Entries shown:
---

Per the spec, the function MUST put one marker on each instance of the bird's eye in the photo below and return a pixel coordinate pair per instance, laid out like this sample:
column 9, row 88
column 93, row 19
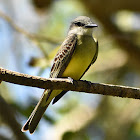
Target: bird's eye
column 79, row 24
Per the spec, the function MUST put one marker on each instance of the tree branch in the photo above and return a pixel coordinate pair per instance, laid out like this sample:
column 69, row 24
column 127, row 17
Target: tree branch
column 68, row 84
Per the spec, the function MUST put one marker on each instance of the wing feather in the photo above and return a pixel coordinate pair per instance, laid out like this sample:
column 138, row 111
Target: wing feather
column 63, row 56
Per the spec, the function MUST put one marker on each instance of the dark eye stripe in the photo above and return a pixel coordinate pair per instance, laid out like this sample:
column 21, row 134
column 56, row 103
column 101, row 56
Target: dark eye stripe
column 79, row 24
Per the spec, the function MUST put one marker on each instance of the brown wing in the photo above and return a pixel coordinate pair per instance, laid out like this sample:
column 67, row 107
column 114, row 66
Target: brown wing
column 63, row 56
column 93, row 60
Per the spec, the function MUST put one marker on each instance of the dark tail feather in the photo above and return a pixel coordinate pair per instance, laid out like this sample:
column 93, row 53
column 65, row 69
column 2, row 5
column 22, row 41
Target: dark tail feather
column 35, row 116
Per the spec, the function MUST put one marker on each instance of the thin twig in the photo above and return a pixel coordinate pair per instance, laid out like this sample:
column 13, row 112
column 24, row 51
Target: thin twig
column 67, row 84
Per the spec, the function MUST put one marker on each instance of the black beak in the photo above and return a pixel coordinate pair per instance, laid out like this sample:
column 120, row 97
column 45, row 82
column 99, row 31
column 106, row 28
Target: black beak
column 91, row 25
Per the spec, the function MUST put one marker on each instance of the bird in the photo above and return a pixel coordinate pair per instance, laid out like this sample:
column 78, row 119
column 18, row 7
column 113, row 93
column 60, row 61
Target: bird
column 76, row 54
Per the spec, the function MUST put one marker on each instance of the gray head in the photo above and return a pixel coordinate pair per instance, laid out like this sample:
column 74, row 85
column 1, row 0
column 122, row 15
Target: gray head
column 82, row 25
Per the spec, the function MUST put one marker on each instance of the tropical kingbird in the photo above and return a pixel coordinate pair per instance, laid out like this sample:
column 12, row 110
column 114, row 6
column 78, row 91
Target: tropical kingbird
column 76, row 54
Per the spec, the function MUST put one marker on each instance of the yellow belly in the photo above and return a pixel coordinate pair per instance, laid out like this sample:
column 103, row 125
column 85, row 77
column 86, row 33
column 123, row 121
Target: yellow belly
column 81, row 58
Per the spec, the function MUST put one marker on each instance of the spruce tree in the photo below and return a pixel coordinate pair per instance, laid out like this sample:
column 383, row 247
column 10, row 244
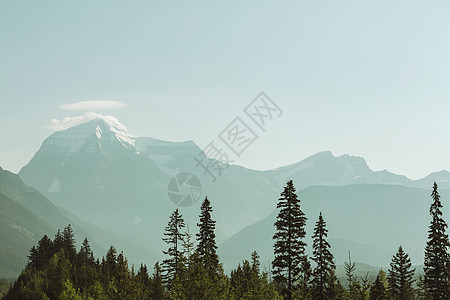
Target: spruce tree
column 323, row 274
column 378, row 290
column 206, row 247
column 157, row 290
column 400, row 276
column 437, row 261
column 289, row 247
column 174, row 237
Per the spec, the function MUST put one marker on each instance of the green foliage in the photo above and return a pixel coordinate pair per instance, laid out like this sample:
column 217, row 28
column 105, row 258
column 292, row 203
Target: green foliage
column 206, row 238
column 378, row 290
column 400, row 276
column 437, row 260
column 4, row 287
column 175, row 239
column 247, row 282
column 290, row 263
column 324, row 279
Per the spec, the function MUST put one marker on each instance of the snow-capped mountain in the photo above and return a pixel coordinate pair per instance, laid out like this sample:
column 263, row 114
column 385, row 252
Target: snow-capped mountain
column 112, row 179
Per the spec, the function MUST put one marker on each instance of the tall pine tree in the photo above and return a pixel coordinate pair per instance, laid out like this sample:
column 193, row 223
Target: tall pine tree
column 436, row 256
column 289, row 247
column 400, row 277
column 206, row 247
column 174, row 237
column 378, row 290
column 323, row 274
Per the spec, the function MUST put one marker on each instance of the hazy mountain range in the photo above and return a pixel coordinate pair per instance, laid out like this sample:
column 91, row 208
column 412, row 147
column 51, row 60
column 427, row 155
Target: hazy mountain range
column 112, row 187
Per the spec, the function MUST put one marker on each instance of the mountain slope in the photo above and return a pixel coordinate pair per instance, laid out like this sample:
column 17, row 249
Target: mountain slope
column 26, row 215
column 19, row 231
column 370, row 220
column 103, row 175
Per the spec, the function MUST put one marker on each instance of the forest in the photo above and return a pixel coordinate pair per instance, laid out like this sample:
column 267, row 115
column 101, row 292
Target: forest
column 192, row 268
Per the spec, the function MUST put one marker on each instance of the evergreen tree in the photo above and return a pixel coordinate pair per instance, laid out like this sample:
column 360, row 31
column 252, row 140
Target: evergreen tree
column 206, row 247
column 40, row 255
column 174, row 238
column 378, row 290
column 69, row 243
column 437, row 262
column 85, row 256
column 323, row 274
column 157, row 291
column 400, row 277
column 289, row 248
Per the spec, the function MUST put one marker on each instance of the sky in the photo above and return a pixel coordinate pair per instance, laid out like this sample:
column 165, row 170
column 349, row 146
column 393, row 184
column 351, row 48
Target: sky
column 367, row 78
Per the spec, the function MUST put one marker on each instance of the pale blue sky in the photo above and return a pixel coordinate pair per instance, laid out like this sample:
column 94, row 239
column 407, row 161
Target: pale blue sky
column 368, row 78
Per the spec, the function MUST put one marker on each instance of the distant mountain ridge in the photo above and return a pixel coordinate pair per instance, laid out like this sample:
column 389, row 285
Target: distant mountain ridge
column 25, row 217
column 114, row 180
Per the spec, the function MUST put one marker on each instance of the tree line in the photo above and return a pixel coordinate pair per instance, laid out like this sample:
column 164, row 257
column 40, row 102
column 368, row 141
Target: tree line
column 192, row 269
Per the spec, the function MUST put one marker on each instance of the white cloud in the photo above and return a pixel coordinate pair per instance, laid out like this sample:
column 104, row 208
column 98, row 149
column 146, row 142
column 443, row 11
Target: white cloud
column 93, row 105
column 68, row 122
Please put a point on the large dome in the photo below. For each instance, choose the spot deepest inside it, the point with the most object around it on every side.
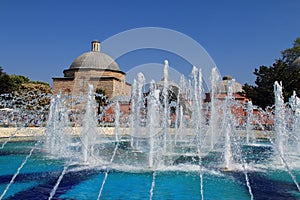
(94, 59)
(223, 86)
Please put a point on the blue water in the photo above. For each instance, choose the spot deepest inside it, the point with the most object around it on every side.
(41, 172)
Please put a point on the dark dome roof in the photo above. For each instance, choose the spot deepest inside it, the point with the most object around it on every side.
(94, 60)
(223, 86)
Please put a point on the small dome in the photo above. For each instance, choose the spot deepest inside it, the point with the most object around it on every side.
(223, 86)
(95, 59)
(296, 63)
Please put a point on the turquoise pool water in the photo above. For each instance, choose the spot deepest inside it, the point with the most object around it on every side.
(40, 173)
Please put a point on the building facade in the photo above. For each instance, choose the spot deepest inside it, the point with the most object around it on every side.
(95, 68)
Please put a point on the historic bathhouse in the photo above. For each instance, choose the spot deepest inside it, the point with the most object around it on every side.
(95, 68)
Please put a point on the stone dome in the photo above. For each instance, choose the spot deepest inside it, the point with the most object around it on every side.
(95, 59)
(222, 86)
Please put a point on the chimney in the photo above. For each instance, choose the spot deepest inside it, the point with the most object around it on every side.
(95, 46)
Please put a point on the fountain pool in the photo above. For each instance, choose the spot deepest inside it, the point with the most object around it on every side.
(208, 153)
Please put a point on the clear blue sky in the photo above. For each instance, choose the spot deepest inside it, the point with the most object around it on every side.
(40, 39)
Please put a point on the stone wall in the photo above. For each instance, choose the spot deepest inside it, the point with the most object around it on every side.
(112, 82)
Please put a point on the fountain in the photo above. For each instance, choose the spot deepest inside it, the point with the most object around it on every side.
(205, 151)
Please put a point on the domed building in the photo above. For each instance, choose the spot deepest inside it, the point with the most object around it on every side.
(95, 68)
(296, 63)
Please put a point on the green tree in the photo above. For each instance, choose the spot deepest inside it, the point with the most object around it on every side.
(262, 93)
(290, 54)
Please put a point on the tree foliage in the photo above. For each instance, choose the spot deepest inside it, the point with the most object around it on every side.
(262, 93)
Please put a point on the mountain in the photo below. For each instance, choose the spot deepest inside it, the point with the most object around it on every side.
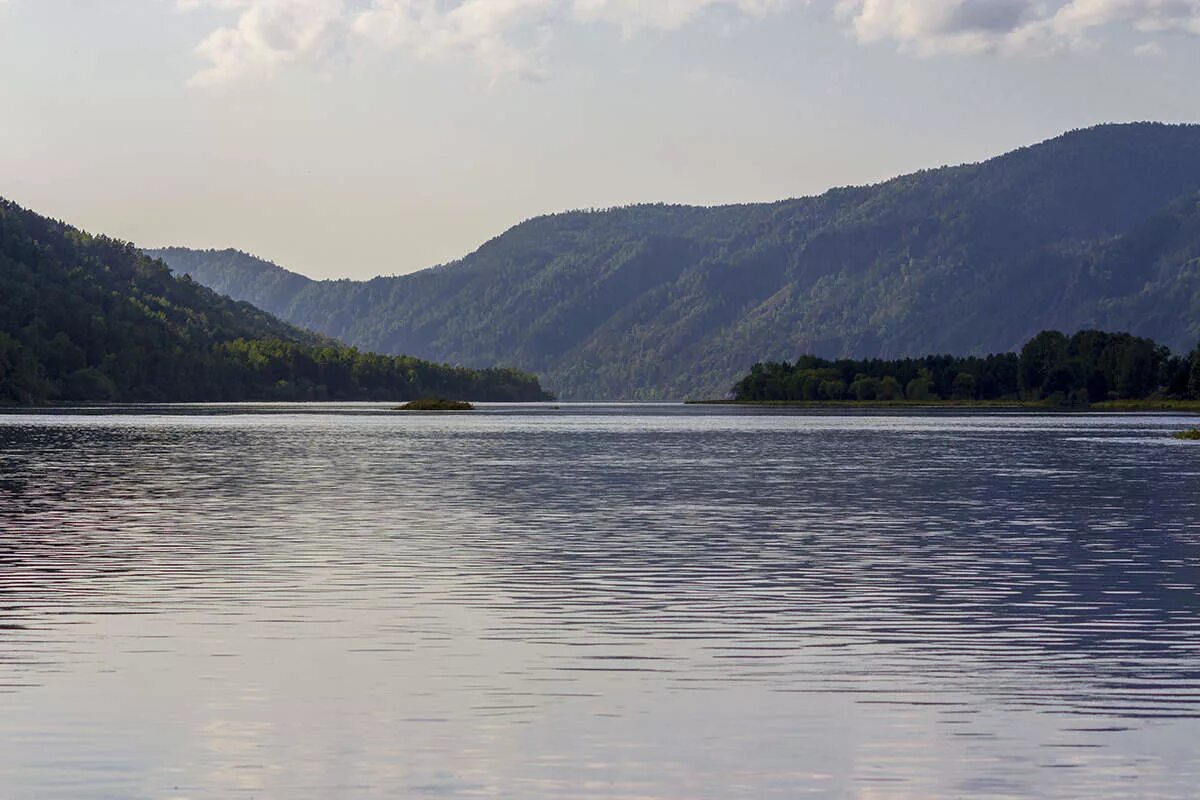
(1096, 229)
(89, 318)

---

Task details:
From the records above, quote only the lines running from the line with "Target: wing feather" to the line with "column 78, row 119", both lines included.

Answer area:
Target: wing feather
column 63, row 56
Per the spec, the function MUST put one marker on each instance of the dark eye stripe in the photo above and return a pixel coordinate pair per instance, laid out like this sample:
column 21, row 134
column 56, row 103
column 101, row 56
Target: dark eye stripe
column 79, row 24
Per the spec, the function MUST put one marker on each instance of the brown wing in the photo above and return a pixel coordinate pair per instance, laid out like this sample:
column 67, row 107
column 114, row 66
Target: brown wing
column 63, row 56
column 93, row 60
Per the spec, the function MUST put one marker on each instance of the dark tail feather in the photo above and return a pixel coordinate pair per instance, laid out like this sample:
column 93, row 53
column 65, row 69
column 2, row 5
column 22, row 41
Target: dark tail feather
column 35, row 116
Per the spec, the function MUST put one marker on each instance of the thin twig in the photo above and return a pixel coordinate pair per instance, laid out like this sample:
column 13, row 112
column 24, row 51
Target: thin twig
column 67, row 84
Per the spec, the function MUST put one marker on each instance of the black beak in the photo above and return a pixel coordinate pair per instance, laid out like this sample:
column 120, row 97
column 45, row 82
column 99, row 31
column 106, row 28
Target: black beak
column 91, row 25
Per the spec, the function MUST put one marker on each instance of the bird in the photo above and return a pixel coordinate pair per instance, laid out like this sample:
column 78, row 119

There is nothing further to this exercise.